◆ Prompt:
Quote, without any change, the line that contains "Annotate the red" and all lines that follow it to the end of the data below.
Data section start
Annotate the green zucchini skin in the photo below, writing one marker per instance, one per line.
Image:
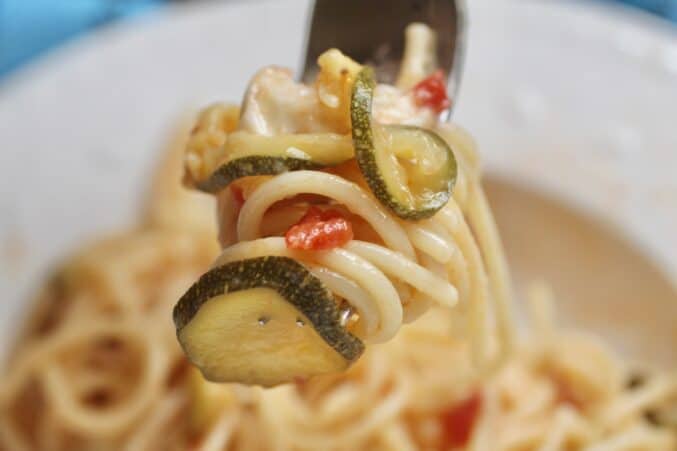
(364, 143)
(286, 276)
(252, 165)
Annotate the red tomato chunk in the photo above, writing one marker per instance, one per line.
(458, 422)
(432, 92)
(319, 230)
Data section end
◆ Final answer:
Annotate the red tomato chunk in the photo above, writing one marker per instance, one per line.
(458, 422)
(432, 92)
(319, 230)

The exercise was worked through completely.